## REQUIRED WORK
[A] According to the passage on Ken Starr, which president appointed him to the U.S. Court of Appeals for the District of Columbia Circuit in 1983?
[B] Summarize the passage on Ken Starr in two sentences.

## PASSAGE PROVIDED

Ken Starr, known for his investigation of President Bill Clinton in a series of scandals, has died of complications from surgery at Baylor St. Luke's Medical Center in Houston. He was 76.
Kenneth Winston Starr was born near Vernon, Texas and raised in Centerville. After graduating from Sam Houston High School in San Antonio, he attended Harding University in Searcy, Arkansas. He transferred to George Washington University in Washington, D.C. and graduated with a Bachelor of Arts degree in 1968. He earned a Master of Arts degree from Brown in 1969 and a law degree from Duke in 1973. In 1970, he married Alice Mendell.
Starr worked as a law clerk at the U.S. Court of Appeals for the Fifth Circuit and later at the Supreme Court for Chief Justice Warren Burger. Afterwards, he worked for the law firm Gibson, Dunn & Crutcher in Los Angeles and as a counselor for Attorney General William French Smith. In 1983, President Reagan appointed Starr to a seat on the U.S. Court of Appeals for the District of Columbia Circuit, which he held until he resigned in 1989. He served as the U.S. solicitor general from 1989 to 1993 under President Bush the Elder.
In 1994, a three-judge division of the D.C. Circuit appointed Starr as an independent counsel to continue the Whitewater investigation, started under previous counsel Robert Fiske. The investigation expanded to include the death of White House counsel Vince Foster, the firing of White House Travel Office personnel, possible abuse of FBI files ("Filegate"), the savings and loan firm Madison Guarantee, the Rose Law Firm, the lawsuit filed against President Clinton by Arkansas state employee Paula Jones, and the alleged perjury and obstruction of justice used to cover up Clinton's relationship with White House intern Monica Lewinsky.

Records from a data collection
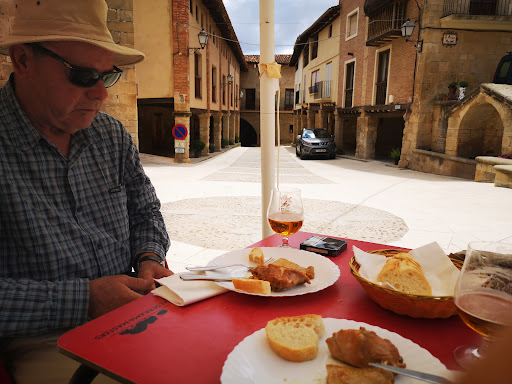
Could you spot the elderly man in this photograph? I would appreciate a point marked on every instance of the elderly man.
(77, 212)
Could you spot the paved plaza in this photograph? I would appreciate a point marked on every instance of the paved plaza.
(213, 204)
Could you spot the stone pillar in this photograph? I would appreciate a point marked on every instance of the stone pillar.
(310, 118)
(366, 136)
(338, 130)
(225, 126)
(183, 117)
(204, 132)
(232, 128)
(217, 131)
(323, 118)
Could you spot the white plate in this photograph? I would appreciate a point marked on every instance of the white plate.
(252, 361)
(326, 272)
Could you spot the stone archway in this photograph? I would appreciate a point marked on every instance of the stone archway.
(248, 135)
(482, 124)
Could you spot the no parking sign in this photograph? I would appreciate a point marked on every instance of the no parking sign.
(179, 132)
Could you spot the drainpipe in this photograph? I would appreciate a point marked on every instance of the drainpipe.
(267, 111)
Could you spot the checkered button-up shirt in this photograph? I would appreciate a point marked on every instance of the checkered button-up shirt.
(64, 221)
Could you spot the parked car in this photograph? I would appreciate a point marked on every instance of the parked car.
(315, 142)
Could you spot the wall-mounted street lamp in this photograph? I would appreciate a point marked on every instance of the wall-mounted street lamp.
(203, 40)
(230, 80)
(407, 31)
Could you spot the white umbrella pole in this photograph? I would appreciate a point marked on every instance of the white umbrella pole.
(267, 111)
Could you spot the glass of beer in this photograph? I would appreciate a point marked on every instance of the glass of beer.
(483, 295)
(285, 212)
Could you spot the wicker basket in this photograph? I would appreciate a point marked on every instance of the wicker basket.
(430, 307)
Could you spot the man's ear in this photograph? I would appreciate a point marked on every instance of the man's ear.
(22, 59)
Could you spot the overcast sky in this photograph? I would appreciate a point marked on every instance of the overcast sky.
(291, 19)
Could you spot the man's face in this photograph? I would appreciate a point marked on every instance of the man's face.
(60, 106)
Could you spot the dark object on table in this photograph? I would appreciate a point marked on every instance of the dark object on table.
(326, 246)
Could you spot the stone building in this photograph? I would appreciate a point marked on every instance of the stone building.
(316, 62)
(180, 83)
(250, 102)
(122, 99)
(462, 40)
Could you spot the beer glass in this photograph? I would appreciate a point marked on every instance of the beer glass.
(483, 295)
(285, 212)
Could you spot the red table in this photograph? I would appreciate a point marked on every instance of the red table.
(151, 340)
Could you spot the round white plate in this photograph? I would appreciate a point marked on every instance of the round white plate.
(326, 272)
(253, 361)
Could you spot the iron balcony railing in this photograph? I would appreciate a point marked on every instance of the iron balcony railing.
(321, 89)
(477, 7)
(386, 22)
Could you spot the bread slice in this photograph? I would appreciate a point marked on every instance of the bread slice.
(295, 338)
(257, 256)
(405, 275)
(309, 271)
(252, 286)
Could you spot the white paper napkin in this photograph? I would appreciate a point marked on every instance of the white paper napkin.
(437, 267)
(183, 293)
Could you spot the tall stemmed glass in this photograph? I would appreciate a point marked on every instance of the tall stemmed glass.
(285, 212)
(483, 295)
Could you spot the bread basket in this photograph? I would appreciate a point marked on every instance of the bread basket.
(430, 307)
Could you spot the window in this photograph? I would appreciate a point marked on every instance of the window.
(214, 85)
(314, 47)
(352, 19)
(197, 75)
(250, 99)
(349, 84)
(288, 99)
(224, 84)
(382, 78)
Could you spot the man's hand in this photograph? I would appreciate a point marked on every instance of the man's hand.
(150, 270)
(111, 292)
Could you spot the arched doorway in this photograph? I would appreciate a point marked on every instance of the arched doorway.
(248, 136)
(480, 132)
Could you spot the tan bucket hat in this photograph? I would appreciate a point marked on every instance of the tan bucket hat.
(69, 20)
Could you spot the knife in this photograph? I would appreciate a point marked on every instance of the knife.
(416, 374)
(207, 278)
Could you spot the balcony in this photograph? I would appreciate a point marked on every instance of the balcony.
(385, 22)
(477, 7)
(321, 90)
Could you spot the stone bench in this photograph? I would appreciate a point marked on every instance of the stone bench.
(503, 176)
(485, 171)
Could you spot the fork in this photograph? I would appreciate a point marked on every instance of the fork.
(214, 267)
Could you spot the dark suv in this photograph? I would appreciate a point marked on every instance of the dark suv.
(315, 142)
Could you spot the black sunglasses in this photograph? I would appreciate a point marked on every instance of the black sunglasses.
(80, 76)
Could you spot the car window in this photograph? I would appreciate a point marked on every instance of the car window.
(322, 134)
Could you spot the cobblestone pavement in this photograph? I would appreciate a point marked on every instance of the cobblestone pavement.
(213, 205)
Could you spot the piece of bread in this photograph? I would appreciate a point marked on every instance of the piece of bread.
(346, 374)
(405, 275)
(257, 256)
(295, 338)
(309, 271)
(252, 286)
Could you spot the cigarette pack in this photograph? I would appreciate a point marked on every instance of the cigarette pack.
(326, 246)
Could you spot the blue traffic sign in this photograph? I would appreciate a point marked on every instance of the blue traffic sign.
(180, 132)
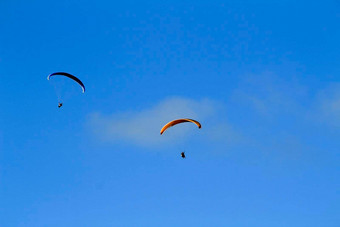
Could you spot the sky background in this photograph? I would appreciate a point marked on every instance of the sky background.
(262, 78)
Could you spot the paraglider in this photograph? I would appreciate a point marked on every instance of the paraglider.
(77, 80)
(178, 121)
(69, 76)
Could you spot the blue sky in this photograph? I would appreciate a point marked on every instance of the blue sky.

## EXERCISE SOLUTIONS
[A] President Reagan.

[B] Ken Starr, who died at 76 of complications from surgery, was born near Vernon, Texas, clerked for Chief Justice Warren Burger, sat on the U.S. Court of Appeals for the District of Columbia Circuit from 1983 to 1989, and served as solicitor general from 1989 to 1993. Appointed independent counsel in 1994 to continue the Whitewater investigation, he saw it expand to include the death of Vince Foster, the Paula Jones lawsuit, and alleged perjury and obstruction of justice covering up Clinton's relationship with Monica Lewinsky.